Your goal: Extract the records in full, leaving every picture out.

Task input:
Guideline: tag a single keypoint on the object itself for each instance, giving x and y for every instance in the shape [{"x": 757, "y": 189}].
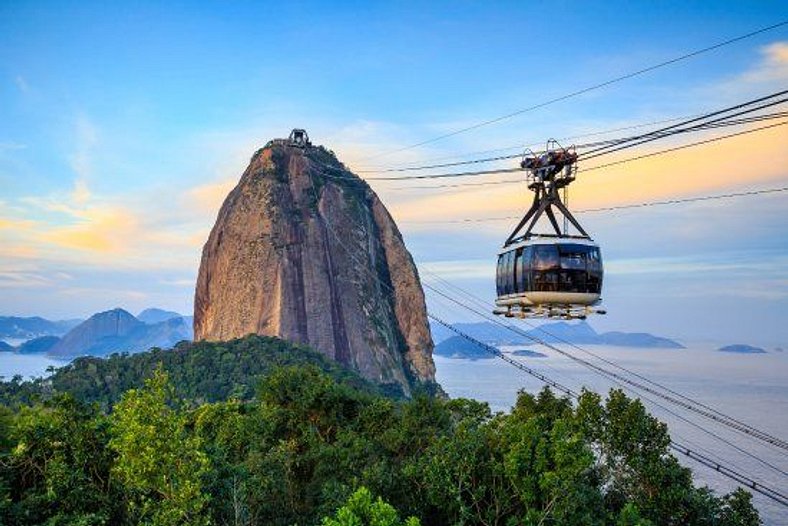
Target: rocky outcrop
[{"x": 304, "y": 250}]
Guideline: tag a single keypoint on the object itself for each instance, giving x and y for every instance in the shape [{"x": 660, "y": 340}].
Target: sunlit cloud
[
  {"x": 208, "y": 197},
  {"x": 22, "y": 84},
  {"x": 757, "y": 158}
]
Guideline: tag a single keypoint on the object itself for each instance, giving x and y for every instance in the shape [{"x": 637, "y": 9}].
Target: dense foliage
[
  {"x": 310, "y": 449},
  {"x": 199, "y": 371}
]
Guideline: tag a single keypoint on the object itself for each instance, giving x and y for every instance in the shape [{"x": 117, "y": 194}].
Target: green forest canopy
[{"x": 196, "y": 442}]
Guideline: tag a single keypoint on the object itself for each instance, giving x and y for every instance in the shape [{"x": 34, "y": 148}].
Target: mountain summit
[{"x": 304, "y": 250}]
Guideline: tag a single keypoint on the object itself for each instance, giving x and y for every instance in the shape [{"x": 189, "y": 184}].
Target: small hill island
[{"x": 740, "y": 348}]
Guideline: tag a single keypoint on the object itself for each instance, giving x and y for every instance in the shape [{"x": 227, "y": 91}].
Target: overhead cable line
[
  {"x": 518, "y": 169},
  {"x": 521, "y": 147},
  {"x": 733, "y": 474},
  {"x": 588, "y": 89},
  {"x": 720, "y": 467},
  {"x": 646, "y": 204},
  {"x": 712, "y": 415},
  {"x": 601, "y": 146},
  {"x": 612, "y": 142},
  {"x": 479, "y": 302},
  {"x": 682, "y": 127}
]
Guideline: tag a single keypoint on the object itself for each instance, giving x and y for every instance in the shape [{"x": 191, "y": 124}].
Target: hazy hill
[
  {"x": 741, "y": 348},
  {"x": 17, "y": 328},
  {"x": 152, "y": 316},
  {"x": 459, "y": 347},
  {"x": 118, "y": 331},
  {"x": 558, "y": 332},
  {"x": 38, "y": 345}
]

Exercise output:
Guideline: tag a single keypoint on the object itself for each instance, giving x and y for every instance in the shape [{"x": 757, "y": 189}].
Target: rocky outcrop
[{"x": 304, "y": 250}]
Guideline: tag a single keypoint on the object itself for each instance, giving x and y for every instance in the shape [{"x": 660, "y": 340}].
Target: sunlit cloud
[
  {"x": 208, "y": 197},
  {"x": 22, "y": 84},
  {"x": 757, "y": 158}
]
Guideline: tag a single keypoint on the object itself for each instance, giving x and y for every instance in the shape [{"x": 637, "y": 9}].
Target: dense foliage
[
  {"x": 310, "y": 449},
  {"x": 199, "y": 371}
]
Guideline: tag a single keypoint on the object itself for each instance, giving x and y for every instance in the shape [{"x": 117, "y": 194}].
Target: green forest canopy
[{"x": 196, "y": 442}]
Guideline: tag a single keypoint on the object itself for each instance, giving x and y for every instance in the shape [{"x": 34, "y": 148}].
Target: mountain summit
[{"x": 304, "y": 250}]
Guideline: tag a single keypoint on the object itself for each instance, giving x and y for every instance in the shape [{"x": 189, "y": 184}].
Target: small hill island
[{"x": 740, "y": 348}]
Guideline: tag a single keypoint on the object itself for each instance, giving x and y for every instance in the shape [{"x": 227, "y": 91}].
Target: overhead cable line
[
  {"x": 518, "y": 169},
  {"x": 521, "y": 147},
  {"x": 733, "y": 474},
  {"x": 588, "y": 89},
  {"x": 720, "y": 467},
  {"x": 646, "y": 204},
  {"x": 712, "y": 415},
  {"x": 601, "y": 146},
  {"x": 612, "y": 142},
  {"x": 479, "y": 302},
  {"x": 682, "y": 127}
]
Guideline: tag a single keypoint on the object itself for each instance, giving x and y for every instance in the shape [{"x": 191, "y": 124}].
Target: hazy hill
[
  {"x": 741, "y": 348},
  {"x": 17, "y": 328},
  {"x": 152, "y": 316},
  {"x": 459, "y": 347},
  {"x": 118, "y": 331},
  {"x": 558, "y": 332},
  {"x": 38, "y": 345}
]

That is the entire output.